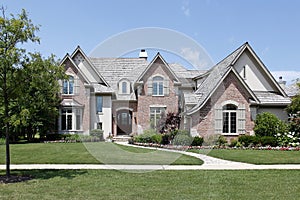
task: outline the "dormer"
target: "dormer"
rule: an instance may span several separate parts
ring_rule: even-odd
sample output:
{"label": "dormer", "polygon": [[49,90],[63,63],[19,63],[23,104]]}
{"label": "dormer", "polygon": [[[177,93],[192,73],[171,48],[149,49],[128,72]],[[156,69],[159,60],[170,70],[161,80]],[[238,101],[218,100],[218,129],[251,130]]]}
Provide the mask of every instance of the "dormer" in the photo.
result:
{"label": "dormer", "polygon": [[130,94],[131,93],[131,82],[123,78],[118,83],[119,94]]}

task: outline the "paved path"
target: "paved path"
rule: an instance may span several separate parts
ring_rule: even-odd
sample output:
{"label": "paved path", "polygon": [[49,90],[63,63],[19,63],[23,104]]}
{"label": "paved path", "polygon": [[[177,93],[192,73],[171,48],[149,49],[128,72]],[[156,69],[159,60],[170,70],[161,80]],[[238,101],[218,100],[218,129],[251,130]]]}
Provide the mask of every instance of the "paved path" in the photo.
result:
{"label": "paved path", "polygon": [[[126,143],[121,143],[128,145]],[[136,146],[135,146],[136,147]],[[116,169],[116,170],[253,170],[253,169],[299,169],[297,164],[282,165],[254,165],[241,162],[233,162],[213,158],[203,154],[192,152],[167,150],[161,148],[140,147],[148,149],[157,149],[160,151],[169,151],[193,156],[204,161],[203,165],[109,165],[109,164],[12,164],[10,168],[15,169]],[[5,165],[0,165],[0,170],[5,170]]]}

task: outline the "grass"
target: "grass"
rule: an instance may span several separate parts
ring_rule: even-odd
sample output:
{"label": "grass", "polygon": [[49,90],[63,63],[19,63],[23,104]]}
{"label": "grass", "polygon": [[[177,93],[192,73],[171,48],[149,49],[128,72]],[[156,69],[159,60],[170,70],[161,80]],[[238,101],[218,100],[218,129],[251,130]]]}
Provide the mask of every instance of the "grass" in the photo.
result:
{"label": "grass", "polygon": [[[12,164],[203,164],[182,154],[105,142],[12,144],[10,147]],[[5,146],[0,145],[0,164],[4,163]]]}
{"label": "grass", "polygon": [[300,164],[300,151],[212,149],[191,150],[212,157],[252,164]]}
{"label": "grass", "polygon": [[[0,175],[4,172],[0,171]],[[0,184],[0,199],[299,199],[299,170],[30,170],[33,180]]]}

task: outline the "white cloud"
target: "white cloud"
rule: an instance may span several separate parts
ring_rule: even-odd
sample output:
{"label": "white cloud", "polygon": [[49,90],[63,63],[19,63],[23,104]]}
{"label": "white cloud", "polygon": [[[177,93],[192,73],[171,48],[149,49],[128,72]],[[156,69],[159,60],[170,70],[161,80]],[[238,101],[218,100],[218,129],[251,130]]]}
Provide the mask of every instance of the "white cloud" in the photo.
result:
{"label": "white cloud", "polygon": [[266,55],[269,51],[270,51],[270,47],[265,47],[265,48],[262,50],[261,55]]}
{"label": "white cloud", "polygon": [[273,71],[271,72],[276,80],[282,76],[282,79],[287,82],[287,84],[293,83],[296,79],[300,79],[300,71]]}
{"label": "white cloud", "polygon": [[181,10],[183,11],[183,14],[187,17],[191,16],[190,12],[190,2],[185,0],[183,1],[183,5],[181,6]]}
{"label": "white cloud", "polygon": [[206,68],[208,63],[200,58],[200,52],[191,48],[182,48],[180,51],[183,58],[197,68]]}

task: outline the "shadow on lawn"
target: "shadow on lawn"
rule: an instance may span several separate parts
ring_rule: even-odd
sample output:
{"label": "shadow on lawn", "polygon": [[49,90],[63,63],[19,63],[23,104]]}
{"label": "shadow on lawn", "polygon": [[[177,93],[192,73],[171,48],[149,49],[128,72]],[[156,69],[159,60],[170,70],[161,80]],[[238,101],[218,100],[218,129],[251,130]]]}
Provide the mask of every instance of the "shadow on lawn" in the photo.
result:
{"label": "shadow on lawn", "polygon": [[18,183],[34,179],[47,180],[57,177],[73,179],[86,173],[85,170],[13,170],[9,178],[3,172],[0,173],[0,184]]}

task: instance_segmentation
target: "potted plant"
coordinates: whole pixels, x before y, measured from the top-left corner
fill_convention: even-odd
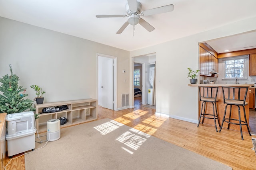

----

**Stated goal:** Recast all of the data above as a JSON list of strings, with one string for each line. Skip blank lines and leave the pictures out.

**Final answer:**
[
  "task: outline the \"dormer\"",
  "target: \"dormer\"",
  "rule: an instance may span several separate parts",
  "ring_rule: even-odd",
  "sample output:",
  "{\"label\": \"dormer\", \"polygon\": [[49,90],[63,63],[19,63],[23,104]]}",
  "{\"label\": \"dormer\", \"polygon\": [[[177,93],[192,73],[171,48],[149,49],[128,72]],[[156,69],[159,60],[170,70],[161,80]],[[238,101],[218,100],[218,129],[251,130]]]}",
  "Provide the mask of every instance of the \"dormer\" in the photo.",
  "result:",
  "{\"label\": \"dormer\", \"polygon\": [[130,94],[131,93],[131,82],[123,78],[118,83],[119,94]]}",
  "task: outline the \"paved path\"",
  "target: \"paved path\"",
  "rule: an instance may span several separate parts",
  "ring_rule: even-odd",
  "sample output:",
  "{\"label\": \"paved path\", \"polygon\": [[49,90],[63,63],[19,63],[23,104]]}",
  "{\"label\": \"paved path\", \"polygon\": [[[177,93],[192,73],[171,48],[149,49],[128,72]],[[156,69],[159,60],[170,70],[161,80]],[[238,101],[218,100],[218,129],[251,130]]]}",
  "Provide the mask of every instance of the \"paved path\" in the photo.",
  "result:",
  "{\"label\": \"paved path\", \"polygon\": [[[126,143],[121,143],[128,145]],[[136,146],[135,146],[136,147]],[[116,169],[116,170],[253,170],[253,169],[299,169],[297,164],[282,165],[254,165],[241,162],[233,162],[213,158],[203,154],[192,152],[167,150],[161,148],[140,147],[148,149],[157,149],[160,151],[169,151],[193,156],[204,161],[203,165],[109,165],[109,164],[12,164],[10,168],[15,169]],[[5,165],[0,165],[0,170],[5,170]]]}",
  "task: outline the \"grass\"",
  "target: \"grass\"",
  "rule: an instance may span several separate parts",
  "ring_rule: even-odd",
  "sample output:",
  "{\"label\": \"grass\", \"polygon\": [[49,90],[63,63],[19,63],[23,104]]}",
  "{\"label\": \"grass\", \"polygon\": [[[177,93],[192,73],[171,48],[149,49],[128,72]],[[156,69],[159,60],[170,70],[161,80]],[[238,101],[218,100],[218,129],[251,130]]]}",
  "Provide the mask of every instance of the \"grass\" in the photo.",
  "result:",
  "{\"label\": \"grass\", \"polygon\": [[[12,164],[203,164],[182,154],[105,142],[12,144],[10,147]],[[5,146],[0,145],[0,164],[4,163]]]}",
  "{\"label\": \"grass\", \"polygon\": [[300,164],[300,151],[212,149],[191,150],[212,157],[252,164]]}",
  "{\"label\": \"grass\", \"polygon\": [[[0,175],[4,172],[0,171]],[[0,184],[0,199],[299,199],[299,170],[30,170],[33,180]]]}",
  "task: outline the \"white cloud\"",
  "target: \"white cloud\"",
  "rule: an instance may span several separate parts",
  "ring_rule: even-odd",
  "sample output:",
  "{\"label\": \"white cloud\", \"polygon\": [[49,90],[63,63],[19,63],[23,104]]}",
  "{\"label\": \"white cloud\", \"polygon\": [[[177,93],[192,73],[171,48],[149,49],[128,72]],[[156,69],[159,60],[170,70],[161,80]],[[238,101],[218,100],[218,129],[251,130]]]}",
  "Provide the mask of every instance of the \"white cloud\" in the photo.",
  "result:",
  "{\"label\": \"white cloud\", \"polygon\": [[266,55],[269,51],[270,51],[270,47],[265,47],[265,48],[262,50],[261,55]]}",
  "{\"label\": \"white cloud\", \"polygon\": [[273,71],[271,72],[276,80],[282,76],[282,79],[287,82],[287,84],[293,83],[296,79],[300,79],[300,71]]}",
  "{\"label\": \"white cloud\", \"polygon\": [[181,10],[183,11],[183,14],[187,17],[191,16],[190,12],[190,2],[185,0],[183,1],[183,5],[181,6]]}",
  "{\"label\": \"white cloud\", \"polygon\": [[206,68],[208,63],[200,58],[200,52],[191,48],[182,48],[180,51],[183,58],[197,68]]}",
  "task: outline the \"shadow on lawn\"",
  "target: \"shadow on lawn\"",
  "rule: an instance may span several separate parts",
  "ring_rule: even-odd",
  "sample output:",
  "{\"label\": \"shadow on lawn\", \"polygon\": [[49,90],[63,63],[19,63],[23,104]]}",
  "{\"label\": \"shadow on lawn\", \"polygon\": [[[177,93],[192,73],[171,48],[149,49],[128,72]],[[156,69],[159,60],[170,70],[161,80]],[[238,101],[218,100],[218,129],[251,130]]]}",
  "Provide the mask of every instance of the \"shadow on lawn\" in the photo.",
  "result:",
  "{\"label\": \"shadow on lawn\", \"polygon\": [[18,183],[34,179],[47,180],[57,177],[73,179],[86,173],[85,170],[13,170],[9,178],[3,172],[0,173],[0,184]]}",
  "task: instance_segmentation",
  "target: \"potted plant\"",
  "coordinates: whole pixels, x before y, measured from the top-left corner",
  "fill_convention: even-odd"
]